### Provided text
------------------------------------------------
Grape growing region in Oltrepò Pavese
We were welcomed with personal placemats and glasses for six wine pours at the Quaquarini Franceso Winery
“Slow food” dinner at the Torrazzetta winery and restaurant.
Our multi-course menu
The owner of Castello di Luzzano winery, Giovanella Fugazza.
Packaging and labeling of wines at Castello di Luzzano

Experiencing daily life in Padova

One of the things I most enjoyed during my six weeks in Padova was the opportunity just to feel the rythms of daily life, to immerse myself in this local context, and to get to know the town. I purchased a used bicycle and virtually every day ventured out to bike and walk around the labyrinthian streets of this historical town.

At the Prato della Valle in Padova, ringed with 78 statues of famous Italian men, erected between 1775 and 1883. (Yes, only men.)

Of course, I ate amazing food. More importantly, I saw the deep valuing of food in the Italian culture: taking time to eat, to be together, to nurture the body and spirit and soul. Eating just enough, and slowly. Enjoying each bite. Not rushing through oversized meals in the American way. I saw that schools also value food as a way of nurturing young people, educating both body and mind.

This extended to coffee-drinking. Tiny shots of expresso, or small cups of cappuchino. Not the bloated and bloating, sugar-drenched, over-sized Starbucks versions. (“Venti” – what an ugly usurpation of an Italian word!)
------------------------------------------------
### Listed entries
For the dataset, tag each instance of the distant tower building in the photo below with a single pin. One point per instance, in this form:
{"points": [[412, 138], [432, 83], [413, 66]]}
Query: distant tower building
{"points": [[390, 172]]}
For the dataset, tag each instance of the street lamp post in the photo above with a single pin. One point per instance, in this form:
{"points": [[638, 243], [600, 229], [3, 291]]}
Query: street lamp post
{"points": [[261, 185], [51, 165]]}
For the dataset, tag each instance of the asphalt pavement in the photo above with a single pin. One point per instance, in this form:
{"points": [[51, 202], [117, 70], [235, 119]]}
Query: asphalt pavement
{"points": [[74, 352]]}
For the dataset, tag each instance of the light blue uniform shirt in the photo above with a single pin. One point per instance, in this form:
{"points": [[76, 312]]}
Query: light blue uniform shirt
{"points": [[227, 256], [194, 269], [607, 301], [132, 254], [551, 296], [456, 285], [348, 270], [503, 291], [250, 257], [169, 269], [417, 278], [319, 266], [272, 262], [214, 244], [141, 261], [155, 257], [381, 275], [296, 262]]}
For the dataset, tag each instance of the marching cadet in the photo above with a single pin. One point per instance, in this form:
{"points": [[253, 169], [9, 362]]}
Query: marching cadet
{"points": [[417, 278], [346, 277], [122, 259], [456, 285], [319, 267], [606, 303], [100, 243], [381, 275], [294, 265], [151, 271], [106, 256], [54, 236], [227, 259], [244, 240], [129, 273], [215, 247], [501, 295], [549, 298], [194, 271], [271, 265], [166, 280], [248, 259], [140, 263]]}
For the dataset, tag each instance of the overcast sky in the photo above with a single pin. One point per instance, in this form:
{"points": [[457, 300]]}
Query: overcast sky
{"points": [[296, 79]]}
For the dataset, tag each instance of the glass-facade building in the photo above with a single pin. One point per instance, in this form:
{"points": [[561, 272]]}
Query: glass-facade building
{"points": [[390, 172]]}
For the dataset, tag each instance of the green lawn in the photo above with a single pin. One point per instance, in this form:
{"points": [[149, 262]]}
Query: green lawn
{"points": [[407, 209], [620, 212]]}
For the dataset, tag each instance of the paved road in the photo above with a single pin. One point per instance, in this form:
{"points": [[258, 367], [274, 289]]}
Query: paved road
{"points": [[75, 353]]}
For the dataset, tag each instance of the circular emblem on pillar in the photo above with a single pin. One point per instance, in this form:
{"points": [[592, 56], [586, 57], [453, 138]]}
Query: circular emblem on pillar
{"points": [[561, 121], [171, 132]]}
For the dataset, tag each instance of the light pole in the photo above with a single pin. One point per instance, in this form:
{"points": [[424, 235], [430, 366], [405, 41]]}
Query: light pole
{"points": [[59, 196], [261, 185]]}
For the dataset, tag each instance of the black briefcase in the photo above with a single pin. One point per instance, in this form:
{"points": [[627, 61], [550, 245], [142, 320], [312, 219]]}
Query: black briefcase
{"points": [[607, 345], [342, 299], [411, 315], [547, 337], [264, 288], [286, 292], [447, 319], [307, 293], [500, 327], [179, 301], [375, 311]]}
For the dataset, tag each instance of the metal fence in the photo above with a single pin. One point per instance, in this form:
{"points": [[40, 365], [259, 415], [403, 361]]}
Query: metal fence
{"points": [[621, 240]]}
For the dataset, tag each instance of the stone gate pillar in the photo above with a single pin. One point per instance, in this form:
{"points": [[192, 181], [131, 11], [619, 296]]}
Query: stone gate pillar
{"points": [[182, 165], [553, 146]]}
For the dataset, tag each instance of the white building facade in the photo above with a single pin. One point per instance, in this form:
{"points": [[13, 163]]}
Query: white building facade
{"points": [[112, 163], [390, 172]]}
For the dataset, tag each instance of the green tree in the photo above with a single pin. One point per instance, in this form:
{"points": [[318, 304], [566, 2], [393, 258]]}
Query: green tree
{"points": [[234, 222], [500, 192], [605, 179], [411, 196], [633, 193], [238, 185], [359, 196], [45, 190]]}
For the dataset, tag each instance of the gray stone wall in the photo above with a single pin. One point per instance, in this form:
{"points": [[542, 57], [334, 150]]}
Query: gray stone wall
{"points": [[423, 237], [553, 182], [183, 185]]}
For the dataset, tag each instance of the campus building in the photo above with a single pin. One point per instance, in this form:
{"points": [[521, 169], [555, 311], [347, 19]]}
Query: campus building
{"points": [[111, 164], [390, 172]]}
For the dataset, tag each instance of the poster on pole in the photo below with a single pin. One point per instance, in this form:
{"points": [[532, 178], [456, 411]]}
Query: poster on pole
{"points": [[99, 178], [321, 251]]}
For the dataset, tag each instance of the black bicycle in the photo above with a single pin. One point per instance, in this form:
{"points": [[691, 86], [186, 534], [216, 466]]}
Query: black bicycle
------------------------------------------------
### Using the information
(1) In the text about daily life in Padova, how many statues ring the Prato della Valle?
(2) Write the next part of the text about daily life in Padova, starting after its final sentence.

### Exercise responses
(1) 78 statues of famous Italian men.

(2)
These experiences formed my own intercultural education. I had to figure out all the things that newcomers deal with: identifying food in supermarkets, navigating the bus system, getting lost, struggling to communicate with a rudimentary knowledge of the language (more on that in a future blog), and so much more. All of this gave me more empathy for and understanding of what new im/migrants contend with – with far fewer supports and a whole lot more trauma.

I did indulge in some “tourist” experiences as well, through day trips to Venice, Florence, Bologna, the foothills of the Alps, and Bassano del Grappa. In the latter, I experienced the beauty of this land and learned more about its terrible history under Fascism.

Memorial to victims of the massacre of 48 young men, victims of Fascism in 1944.

Street dedicated to these young martyrs

Fermente intercultural

In all of this, I hope I fulfilled the Fulbright mission. My own understanding of the world expanded. I came away with a deep sense of appreciation for people all around the world who are doing work like the good-hearted people I met in Padova: facing similar challenges as they try to reframe “diversity” from a problem into possibilities, and address the very real inequities and injustices that abound in different-yet-similar forms around the world.

My aim in this blog is to share just a little of what I have learned with interested readers, and to preserve a summary of the experiences for myself.  I hope I have fairly, if only very briefly, represented all the people and organizations I got to know.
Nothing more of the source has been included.